◆ **TASK PROMPT**
Your reply should be a single number, the count of lines in the records that contain "crowd".

◆ **Source data**
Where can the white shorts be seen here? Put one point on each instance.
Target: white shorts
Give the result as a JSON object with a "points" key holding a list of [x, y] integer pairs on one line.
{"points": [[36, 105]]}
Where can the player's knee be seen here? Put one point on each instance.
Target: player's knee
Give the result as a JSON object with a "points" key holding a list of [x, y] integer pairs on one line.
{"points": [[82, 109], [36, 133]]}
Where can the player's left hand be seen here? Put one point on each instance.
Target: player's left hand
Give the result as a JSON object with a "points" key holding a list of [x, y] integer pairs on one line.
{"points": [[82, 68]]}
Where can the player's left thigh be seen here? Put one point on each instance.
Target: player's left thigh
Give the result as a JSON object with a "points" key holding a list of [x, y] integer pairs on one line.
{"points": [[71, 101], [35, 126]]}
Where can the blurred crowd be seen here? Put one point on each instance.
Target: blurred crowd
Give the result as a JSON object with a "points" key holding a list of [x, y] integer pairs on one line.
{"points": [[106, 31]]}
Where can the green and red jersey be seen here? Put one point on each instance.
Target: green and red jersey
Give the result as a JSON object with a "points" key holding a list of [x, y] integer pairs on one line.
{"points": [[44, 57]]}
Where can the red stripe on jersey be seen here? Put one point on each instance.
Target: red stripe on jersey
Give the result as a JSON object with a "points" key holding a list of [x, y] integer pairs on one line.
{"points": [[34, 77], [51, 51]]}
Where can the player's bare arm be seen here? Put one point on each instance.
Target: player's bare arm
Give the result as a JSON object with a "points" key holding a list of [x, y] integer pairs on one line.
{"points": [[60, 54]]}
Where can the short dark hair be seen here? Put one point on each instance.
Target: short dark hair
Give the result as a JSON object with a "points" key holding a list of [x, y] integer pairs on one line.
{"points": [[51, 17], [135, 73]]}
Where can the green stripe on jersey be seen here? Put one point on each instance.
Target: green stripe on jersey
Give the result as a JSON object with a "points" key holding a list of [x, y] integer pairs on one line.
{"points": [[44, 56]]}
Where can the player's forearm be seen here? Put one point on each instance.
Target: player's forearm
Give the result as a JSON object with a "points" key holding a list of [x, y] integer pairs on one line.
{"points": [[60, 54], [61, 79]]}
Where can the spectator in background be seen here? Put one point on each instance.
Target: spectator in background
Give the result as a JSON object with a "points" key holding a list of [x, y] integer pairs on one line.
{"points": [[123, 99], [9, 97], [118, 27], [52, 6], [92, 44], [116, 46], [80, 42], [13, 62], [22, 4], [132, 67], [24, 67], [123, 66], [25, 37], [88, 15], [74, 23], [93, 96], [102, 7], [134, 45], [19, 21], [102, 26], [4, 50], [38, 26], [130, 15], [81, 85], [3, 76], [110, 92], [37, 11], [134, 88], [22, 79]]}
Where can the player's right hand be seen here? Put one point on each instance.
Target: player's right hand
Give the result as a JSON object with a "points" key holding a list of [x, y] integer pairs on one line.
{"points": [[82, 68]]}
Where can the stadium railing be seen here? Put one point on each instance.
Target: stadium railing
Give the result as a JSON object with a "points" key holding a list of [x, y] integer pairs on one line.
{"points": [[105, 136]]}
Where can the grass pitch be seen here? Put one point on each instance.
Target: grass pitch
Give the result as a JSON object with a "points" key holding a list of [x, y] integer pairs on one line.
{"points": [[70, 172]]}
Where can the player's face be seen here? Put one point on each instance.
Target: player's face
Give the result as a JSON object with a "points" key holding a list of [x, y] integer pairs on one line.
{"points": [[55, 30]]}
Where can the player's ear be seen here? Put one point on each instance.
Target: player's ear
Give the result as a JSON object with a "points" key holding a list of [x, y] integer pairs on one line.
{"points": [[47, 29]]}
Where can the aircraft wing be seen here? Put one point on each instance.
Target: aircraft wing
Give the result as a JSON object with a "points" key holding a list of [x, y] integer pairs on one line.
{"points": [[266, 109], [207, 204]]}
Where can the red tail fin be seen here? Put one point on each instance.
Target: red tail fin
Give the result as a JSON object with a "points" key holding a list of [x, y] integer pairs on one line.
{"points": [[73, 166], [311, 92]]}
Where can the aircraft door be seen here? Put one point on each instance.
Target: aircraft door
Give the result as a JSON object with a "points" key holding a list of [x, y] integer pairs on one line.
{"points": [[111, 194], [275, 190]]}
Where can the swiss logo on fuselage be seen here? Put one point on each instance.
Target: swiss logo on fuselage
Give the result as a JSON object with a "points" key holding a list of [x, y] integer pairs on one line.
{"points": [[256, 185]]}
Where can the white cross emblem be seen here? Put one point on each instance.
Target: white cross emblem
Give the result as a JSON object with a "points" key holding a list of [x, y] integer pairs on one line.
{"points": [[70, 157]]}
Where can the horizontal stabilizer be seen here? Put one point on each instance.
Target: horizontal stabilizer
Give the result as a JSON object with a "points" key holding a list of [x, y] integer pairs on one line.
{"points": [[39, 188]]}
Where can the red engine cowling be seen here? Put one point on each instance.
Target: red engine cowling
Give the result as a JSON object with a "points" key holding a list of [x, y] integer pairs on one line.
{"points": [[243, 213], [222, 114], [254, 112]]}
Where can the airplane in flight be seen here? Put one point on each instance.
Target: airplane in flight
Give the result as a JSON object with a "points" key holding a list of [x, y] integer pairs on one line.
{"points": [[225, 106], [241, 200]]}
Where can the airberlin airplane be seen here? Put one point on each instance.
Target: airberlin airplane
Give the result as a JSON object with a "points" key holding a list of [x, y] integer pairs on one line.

◆ **SOLVED EXERCISE**
2